[Point annotation dataset rows]
________________________

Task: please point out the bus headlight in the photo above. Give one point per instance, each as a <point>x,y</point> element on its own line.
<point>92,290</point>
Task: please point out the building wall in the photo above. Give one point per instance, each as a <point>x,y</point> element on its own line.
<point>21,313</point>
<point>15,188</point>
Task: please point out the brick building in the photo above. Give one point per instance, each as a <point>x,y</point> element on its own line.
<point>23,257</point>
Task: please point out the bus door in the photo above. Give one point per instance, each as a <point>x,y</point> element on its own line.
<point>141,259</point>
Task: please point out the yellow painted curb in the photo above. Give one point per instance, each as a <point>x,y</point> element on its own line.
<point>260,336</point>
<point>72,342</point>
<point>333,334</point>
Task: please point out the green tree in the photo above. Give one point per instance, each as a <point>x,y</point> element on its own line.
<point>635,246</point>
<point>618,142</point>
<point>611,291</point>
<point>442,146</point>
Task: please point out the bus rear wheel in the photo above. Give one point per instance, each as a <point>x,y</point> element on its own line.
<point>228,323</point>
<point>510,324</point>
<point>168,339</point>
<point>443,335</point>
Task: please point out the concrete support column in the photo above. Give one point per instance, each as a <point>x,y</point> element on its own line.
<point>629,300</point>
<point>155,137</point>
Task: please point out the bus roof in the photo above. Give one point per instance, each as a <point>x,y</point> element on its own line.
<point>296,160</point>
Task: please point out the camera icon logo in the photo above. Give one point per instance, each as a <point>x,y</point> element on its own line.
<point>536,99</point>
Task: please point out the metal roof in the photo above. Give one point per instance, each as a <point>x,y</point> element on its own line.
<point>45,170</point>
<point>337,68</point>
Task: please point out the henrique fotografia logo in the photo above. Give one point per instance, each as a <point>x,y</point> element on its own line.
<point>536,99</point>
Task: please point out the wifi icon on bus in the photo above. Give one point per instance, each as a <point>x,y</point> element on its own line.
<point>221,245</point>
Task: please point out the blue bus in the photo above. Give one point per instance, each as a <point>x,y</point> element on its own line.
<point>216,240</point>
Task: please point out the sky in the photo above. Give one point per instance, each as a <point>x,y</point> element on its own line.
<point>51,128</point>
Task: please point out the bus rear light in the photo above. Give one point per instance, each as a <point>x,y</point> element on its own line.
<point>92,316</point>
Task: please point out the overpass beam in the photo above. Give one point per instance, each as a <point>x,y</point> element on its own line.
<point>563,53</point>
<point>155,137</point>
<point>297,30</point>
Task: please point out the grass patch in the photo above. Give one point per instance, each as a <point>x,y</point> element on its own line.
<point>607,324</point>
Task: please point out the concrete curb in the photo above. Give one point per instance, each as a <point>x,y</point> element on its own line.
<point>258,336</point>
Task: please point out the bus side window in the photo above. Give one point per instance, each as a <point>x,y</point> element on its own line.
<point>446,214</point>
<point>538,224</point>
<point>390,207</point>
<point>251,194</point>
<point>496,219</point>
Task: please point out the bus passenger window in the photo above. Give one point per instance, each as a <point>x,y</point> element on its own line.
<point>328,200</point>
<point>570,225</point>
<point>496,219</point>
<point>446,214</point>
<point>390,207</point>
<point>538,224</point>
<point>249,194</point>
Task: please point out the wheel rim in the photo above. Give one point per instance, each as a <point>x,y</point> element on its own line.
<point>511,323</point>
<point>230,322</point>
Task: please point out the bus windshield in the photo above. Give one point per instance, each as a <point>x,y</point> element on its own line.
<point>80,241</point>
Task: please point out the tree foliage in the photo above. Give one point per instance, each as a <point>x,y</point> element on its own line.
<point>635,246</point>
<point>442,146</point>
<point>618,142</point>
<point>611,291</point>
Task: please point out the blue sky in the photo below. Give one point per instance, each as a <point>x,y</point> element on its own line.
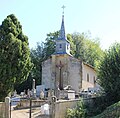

________________________

Copy the rows from the line with "Task: please point out the bus windshield" to the line with "<point>80,241</point>", swapping "bus windshield" for "bus front window" and leaving everything else the same.

Task: please point out the bus front window in the photo above. Give one point per instance, each as a <point>x,y</point> element on its own line.
<point>80,241</point>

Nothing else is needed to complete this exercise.